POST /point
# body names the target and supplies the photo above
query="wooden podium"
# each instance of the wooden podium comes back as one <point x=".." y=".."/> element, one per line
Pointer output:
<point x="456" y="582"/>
● ● ● ● ●
» **Task requirements**: Copy the records above line for line, without changing any character.

» **Task answer**:
POST /point
# body names the target and supplies the photo above
query="wooden podium"
# each instance of the wooden podium comes back as one <point x=".." y=".."/> element, one per line
Pointer output:
<point x="456" y="582"/>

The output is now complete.